_Texto de lectura_

........

Si pudiera hacer consciente cada contacto, cada paso en cada instante, la explosión del pavimento hasta el cerebro, las cosas serían diferente. Lo mismo con el viento, que trae muchas veces más de lo mismo, pero nunca es exactamente igual. Avanzo, con dolor o con gracia, o escapo, que es lo mismo.
Creo que lo mismo que pasa con tantas otras actividades de la vida: el trabajo, la escritura, la familia. Ya me había anticipado mi analista que no debía buscar que todo fuera a fuerza de trabajo, pero está en mi naturaleza: yo trabajo. Será por eso que la habitación donde escribo esto ahora huele a transpiración y respiración agitada.
Termino el ejercicio, acabo deshecho, y me saco las zapatillas, cierro la puerta de la habitación, me subo al ómnibus o al avión, o apago la computadora, para volver a mí mismo. De una manera o de otra, lo que vale al final del día es haber cumplido la tarea. ¿No es cierto?


jueves, 7 de febrero de 2013

Far away


Digo mi discurso una vez más, presentándome y recordando mirar a todos los asistentes. Los pongo en perspectiva de las actividades del día y de lo que nosotros haremos los observadores. Hago los chistes de rutina, provoco la risa de algunos y fluye un poco más de energía.

........

_Información_
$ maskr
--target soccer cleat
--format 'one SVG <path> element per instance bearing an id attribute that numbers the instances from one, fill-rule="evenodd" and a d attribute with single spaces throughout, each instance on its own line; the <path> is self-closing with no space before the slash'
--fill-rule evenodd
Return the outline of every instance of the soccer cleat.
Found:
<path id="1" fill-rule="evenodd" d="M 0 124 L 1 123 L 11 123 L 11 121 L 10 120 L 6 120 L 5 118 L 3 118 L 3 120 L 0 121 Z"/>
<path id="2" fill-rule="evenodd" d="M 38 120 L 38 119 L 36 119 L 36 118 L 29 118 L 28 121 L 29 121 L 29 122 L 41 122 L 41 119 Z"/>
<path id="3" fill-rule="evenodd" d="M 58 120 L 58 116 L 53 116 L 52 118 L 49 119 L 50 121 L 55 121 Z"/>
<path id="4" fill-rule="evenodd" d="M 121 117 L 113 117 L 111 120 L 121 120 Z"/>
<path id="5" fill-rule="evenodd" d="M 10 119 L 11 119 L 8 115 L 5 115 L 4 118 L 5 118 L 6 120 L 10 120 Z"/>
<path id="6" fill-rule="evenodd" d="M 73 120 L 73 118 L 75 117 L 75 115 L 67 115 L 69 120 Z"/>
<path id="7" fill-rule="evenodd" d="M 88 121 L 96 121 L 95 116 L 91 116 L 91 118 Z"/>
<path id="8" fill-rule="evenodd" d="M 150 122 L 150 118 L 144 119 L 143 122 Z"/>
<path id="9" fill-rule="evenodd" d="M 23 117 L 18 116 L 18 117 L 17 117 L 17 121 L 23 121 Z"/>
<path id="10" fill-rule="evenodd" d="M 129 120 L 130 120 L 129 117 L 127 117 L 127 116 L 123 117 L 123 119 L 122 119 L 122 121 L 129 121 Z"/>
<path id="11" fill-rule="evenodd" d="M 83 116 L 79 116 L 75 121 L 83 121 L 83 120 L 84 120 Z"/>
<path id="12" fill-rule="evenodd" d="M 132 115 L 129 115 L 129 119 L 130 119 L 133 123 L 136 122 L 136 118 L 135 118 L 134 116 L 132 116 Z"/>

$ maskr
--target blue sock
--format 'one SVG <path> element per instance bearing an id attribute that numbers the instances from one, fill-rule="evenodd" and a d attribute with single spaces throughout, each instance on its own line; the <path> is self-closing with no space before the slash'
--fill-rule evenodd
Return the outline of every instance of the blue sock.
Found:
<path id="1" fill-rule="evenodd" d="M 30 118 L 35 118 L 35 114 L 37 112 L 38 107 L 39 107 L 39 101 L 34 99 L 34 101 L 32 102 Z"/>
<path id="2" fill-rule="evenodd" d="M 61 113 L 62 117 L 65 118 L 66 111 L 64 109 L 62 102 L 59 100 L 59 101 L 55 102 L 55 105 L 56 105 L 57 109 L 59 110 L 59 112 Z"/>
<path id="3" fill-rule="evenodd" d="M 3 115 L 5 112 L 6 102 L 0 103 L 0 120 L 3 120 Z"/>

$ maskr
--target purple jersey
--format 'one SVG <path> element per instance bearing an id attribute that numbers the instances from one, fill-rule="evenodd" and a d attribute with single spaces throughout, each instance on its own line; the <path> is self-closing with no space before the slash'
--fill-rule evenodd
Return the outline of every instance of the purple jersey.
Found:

........

_Ejercicios_
1. Transcribe del texto de lectura el fragmento que empieza con «Creo que lo» y continúa hasta «y respiración agitada.».
2. Resume en menos palabras el párrafo del texto de lectura que comienza con «Termino el ejercicio», sin perder sus datos principales.

_Tus respuestas_
1.
Creo que lo mismo que pasa con tantas otras actividades de la vida: el trabajo, la escritura, la familia. Ya me había anticipado mi analista que no debía buscar que todo fuera a fuerza de trabajo, pero está en mi naturaleza: yo trabajo. Será por eso que la habitación donde escribo esto ahora huele a transpiración y respiración agitada.

2. Al terminar el ejercicio, sin fuerzas, me quito las zapatillas, cierro la puerta, subo al ómnibus o al avión, o apago la computadora para volver a mí mismo. Al final del día, lo que vale es haber cumplido la tarea.